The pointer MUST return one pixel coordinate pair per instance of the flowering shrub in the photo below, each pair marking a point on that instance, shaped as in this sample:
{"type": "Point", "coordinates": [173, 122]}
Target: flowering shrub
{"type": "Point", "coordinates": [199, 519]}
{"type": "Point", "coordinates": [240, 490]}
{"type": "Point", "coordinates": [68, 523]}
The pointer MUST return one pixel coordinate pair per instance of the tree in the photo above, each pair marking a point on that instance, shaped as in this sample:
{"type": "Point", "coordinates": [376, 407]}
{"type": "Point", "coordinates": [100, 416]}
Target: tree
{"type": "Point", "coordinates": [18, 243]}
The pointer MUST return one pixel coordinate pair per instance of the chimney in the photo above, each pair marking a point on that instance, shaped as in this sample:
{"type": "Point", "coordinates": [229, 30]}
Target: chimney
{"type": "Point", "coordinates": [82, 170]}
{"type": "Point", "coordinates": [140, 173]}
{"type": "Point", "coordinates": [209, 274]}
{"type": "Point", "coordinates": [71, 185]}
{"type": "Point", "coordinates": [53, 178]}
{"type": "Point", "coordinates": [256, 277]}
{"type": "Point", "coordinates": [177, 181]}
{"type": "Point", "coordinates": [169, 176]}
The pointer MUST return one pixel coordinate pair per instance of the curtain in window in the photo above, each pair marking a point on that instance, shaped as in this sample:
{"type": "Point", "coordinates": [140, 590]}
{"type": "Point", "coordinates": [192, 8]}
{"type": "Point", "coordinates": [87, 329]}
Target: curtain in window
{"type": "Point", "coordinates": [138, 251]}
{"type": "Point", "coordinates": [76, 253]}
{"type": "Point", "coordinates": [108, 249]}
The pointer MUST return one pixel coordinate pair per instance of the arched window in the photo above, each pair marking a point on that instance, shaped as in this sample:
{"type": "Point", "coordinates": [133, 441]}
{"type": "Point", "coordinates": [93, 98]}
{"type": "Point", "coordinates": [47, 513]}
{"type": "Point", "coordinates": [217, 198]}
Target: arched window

> _Short problem_
Repeat every entry exactly, please.

> _Answer in full_
The pointer MUST return one pixel coordinate pair per instance of the flowering shrub in the photo below, each pair marking a point on that instance, shaped as in this sample:
{"type": "Point", "coordinates": [173, 122]}
Target: flowering shrub
{"type": "Point", "coordinates": [199, 519]}
{"type": "Point", "coordinates": [240, 490]}
{"type": "Point", "coordinates": [68, 523]}
The pointer MUST return one pixel coordinate pair per instance of the tree in the photo above, each pair marking a point on that instance, shaped as in this sample:
{"type": "Point", "coordinates": [376, 407]}
{"type": "Point", "coordinates": [100, 416]}
Target: tree
{"type": "Point", "coordinates": [18, 243]}
The pointer MUST return one pixel coordinate pair per instance of the chimney in the photo above, each pair marking a point on that instance, shaped as in this sample:
{"type": "Point", "coordinates": [229, 30]}
Target: chimney
{"type": "Point", "coordinates": [82, 170]}
{"type": "Point", "coordinates": [140, 173]}
{"type": "Point", "coordinates": [209, 274]}
{"type": "Point", "coordinates": [71, 185]}
{"type": "Point", "coordinates": [53, 178]}
{"type": "Point", "coordinates": [256, 277]}
{"type": "Point", "coordinates": [177, 181]}
{"type": "Point", "coordinates": [169, 176]}
The pointer MUST return one pixel coordinate pair per instance of the curtain in window in the photo above, each pair marking a point on that instance, shaped as in this sample:
{"type": "Point", "coordinates": [140, 590]}
{"type": "Point", "coordinates": [192, 8]}
{"type": "Point", "coordinates": [87, 329]}
Target: curtain in window
{"type": "Point", "coordinates": [138, 251]}
{"type": "Point", "coordinates": [76, 253]}
{"type": "Point", "coordinates": [108, 249]}
The pointer MUST return one pixel coordinate pair per instance of the arched window in the photo above, each pair marking a point on that instance, shaped as in this sample:
{"type": "Point", "coordinates": [133, 441]}
{"type": "Point", "coordinates": [93, 98]}
{"type": "Point", "coordinates": [47, 513]}
{"type": "Point", "coordinates": [217, 198]}
Target: arched window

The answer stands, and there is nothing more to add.